## What is needed
Report all lines from the entries below in which "highway" appears.

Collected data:
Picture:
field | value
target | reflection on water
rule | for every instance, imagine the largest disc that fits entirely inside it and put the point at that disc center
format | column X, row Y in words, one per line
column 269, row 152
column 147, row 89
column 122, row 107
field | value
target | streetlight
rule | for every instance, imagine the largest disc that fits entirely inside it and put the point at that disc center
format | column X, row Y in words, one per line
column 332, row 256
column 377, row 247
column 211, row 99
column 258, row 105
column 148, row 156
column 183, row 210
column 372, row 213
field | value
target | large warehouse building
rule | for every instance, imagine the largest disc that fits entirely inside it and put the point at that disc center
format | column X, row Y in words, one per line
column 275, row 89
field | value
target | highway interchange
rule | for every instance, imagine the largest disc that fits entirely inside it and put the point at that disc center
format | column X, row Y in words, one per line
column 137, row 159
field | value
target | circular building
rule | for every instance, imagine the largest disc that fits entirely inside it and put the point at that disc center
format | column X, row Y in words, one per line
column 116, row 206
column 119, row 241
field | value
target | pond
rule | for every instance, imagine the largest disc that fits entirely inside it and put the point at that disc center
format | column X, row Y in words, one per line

---

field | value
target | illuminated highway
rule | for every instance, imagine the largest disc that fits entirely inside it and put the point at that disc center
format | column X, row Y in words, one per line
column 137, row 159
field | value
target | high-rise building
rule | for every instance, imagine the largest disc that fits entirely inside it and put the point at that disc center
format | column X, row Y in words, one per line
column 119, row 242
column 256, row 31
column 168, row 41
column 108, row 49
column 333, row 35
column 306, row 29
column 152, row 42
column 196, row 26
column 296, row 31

## Result
target | highway interchange
target | illuminated highway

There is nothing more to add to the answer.